◆ **DO THIS**
Can you convert the lines below into a Markdown table with the columns "Row" and "Line"? Number each line in order and leave out any blank ones.

--- GIVEN DATA ---

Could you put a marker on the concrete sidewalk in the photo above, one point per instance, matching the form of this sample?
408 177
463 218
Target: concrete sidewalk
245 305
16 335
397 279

---

◆ **WRITTEN SOLUTION**
| Row | Line |
|---|---|
| 1 | Could you put a marker on the concrete sidewalk in the photo above, one point per instance, matching the form of this sample? |
| 2 | 408 177 |
| 3 | 463 218 |
| 4 | Target: concrete sidewalk |
| 5 | 245 305 |
| 6 | 16 335 |
| 7 | 397 279 |